### Description of the task
According to the fault injection passage below, how many extra seconds should a product page take to load?

FORTIO_POD=$(kubectl --context ${DEV1_GKE_1} get pod -n shipping | grep fortio | awk '{ print $1 }')

kubectl --context ${DEV1_GKE_1} exec -it $FORTIO_POD -n shipping -c fortio /usr/bin/fortio -- load -grpc -c 100 -n 100 -qps 0 recommendationservice.recommendation.svc.cluster.local:8080
 

    Once the fortio command is complete, you should see responses averaging 5s:

Output (do not copy)

Ended after 5.181367359s : 100 calls. qps=19.3
Aggregated Function Time : count 100 avg 5.0996506 +/- 0.03831 min 5.040237641 max 5.177559818 sum 509.965055

17. Another way to see the fault we injected in action is open the frontend in a web browser, and click on any product. A product page should take 5 extra seconds to load, since it fetches the recommendations that are displayed at the bottom of the page.
18. Clean up by removing the fault injection service from both Ops clusters.

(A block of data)
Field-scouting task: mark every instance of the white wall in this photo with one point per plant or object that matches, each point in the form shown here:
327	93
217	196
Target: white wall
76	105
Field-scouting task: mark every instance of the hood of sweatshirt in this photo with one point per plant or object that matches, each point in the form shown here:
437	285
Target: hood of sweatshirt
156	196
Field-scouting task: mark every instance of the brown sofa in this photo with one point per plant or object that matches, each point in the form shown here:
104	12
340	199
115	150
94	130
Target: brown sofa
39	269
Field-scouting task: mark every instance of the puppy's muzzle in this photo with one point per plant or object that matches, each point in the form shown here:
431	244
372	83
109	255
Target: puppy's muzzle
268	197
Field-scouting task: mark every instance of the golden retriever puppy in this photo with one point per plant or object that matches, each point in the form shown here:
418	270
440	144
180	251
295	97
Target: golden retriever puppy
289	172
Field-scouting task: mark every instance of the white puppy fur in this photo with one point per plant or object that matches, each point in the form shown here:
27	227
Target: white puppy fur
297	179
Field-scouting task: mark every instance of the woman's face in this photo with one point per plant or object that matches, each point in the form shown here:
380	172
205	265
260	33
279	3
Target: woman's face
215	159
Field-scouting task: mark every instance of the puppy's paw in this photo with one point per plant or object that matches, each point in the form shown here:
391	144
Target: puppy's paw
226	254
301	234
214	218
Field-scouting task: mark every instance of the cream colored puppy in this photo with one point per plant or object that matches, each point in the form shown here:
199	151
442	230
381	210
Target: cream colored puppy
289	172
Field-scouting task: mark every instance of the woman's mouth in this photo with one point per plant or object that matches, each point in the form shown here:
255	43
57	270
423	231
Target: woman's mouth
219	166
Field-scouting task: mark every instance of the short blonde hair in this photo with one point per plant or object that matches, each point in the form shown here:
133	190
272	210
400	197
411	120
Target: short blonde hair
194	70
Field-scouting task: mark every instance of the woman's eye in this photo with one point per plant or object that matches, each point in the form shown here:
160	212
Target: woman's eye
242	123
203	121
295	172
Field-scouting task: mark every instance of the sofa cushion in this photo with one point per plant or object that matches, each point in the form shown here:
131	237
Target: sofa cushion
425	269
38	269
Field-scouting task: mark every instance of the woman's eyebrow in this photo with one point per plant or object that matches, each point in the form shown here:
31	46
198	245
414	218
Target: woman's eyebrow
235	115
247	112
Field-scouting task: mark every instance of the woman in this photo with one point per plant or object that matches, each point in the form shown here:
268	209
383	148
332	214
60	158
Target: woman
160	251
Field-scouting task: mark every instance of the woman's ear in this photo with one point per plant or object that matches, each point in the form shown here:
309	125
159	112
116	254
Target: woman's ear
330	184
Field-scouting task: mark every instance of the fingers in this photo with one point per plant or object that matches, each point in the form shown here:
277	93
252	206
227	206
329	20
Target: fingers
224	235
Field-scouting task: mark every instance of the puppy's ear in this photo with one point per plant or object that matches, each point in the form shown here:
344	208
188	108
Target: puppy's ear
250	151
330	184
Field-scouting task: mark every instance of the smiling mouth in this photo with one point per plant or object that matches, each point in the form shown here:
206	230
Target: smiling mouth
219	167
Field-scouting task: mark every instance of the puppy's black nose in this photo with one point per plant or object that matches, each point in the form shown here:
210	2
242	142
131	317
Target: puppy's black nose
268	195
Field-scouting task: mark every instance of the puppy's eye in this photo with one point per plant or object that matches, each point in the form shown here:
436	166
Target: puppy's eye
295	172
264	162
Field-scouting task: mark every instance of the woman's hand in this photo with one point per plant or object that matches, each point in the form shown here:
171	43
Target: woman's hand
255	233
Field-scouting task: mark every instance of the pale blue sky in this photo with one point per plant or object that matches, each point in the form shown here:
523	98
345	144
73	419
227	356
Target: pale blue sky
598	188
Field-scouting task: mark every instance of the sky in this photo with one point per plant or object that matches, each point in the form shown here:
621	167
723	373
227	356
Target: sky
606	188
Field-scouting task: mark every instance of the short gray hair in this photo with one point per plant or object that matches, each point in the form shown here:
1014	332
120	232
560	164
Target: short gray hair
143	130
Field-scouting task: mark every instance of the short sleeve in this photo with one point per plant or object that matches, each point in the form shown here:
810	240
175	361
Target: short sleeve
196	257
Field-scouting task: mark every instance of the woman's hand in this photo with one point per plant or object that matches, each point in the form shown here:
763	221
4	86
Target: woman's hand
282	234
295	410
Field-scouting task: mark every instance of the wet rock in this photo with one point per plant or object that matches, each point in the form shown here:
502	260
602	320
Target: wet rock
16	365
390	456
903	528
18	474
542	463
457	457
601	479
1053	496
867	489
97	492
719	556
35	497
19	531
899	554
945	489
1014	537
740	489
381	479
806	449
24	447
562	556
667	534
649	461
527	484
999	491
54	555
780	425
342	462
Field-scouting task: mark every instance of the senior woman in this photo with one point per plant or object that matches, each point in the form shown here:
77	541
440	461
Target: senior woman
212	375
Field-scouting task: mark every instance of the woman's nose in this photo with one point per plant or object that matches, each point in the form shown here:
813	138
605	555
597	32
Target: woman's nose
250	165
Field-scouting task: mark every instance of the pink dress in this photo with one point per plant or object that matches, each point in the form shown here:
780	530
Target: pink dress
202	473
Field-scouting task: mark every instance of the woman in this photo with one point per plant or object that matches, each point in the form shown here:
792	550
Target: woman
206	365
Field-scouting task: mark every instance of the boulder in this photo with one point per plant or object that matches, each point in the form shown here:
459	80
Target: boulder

### Task solution
5 extra seconds.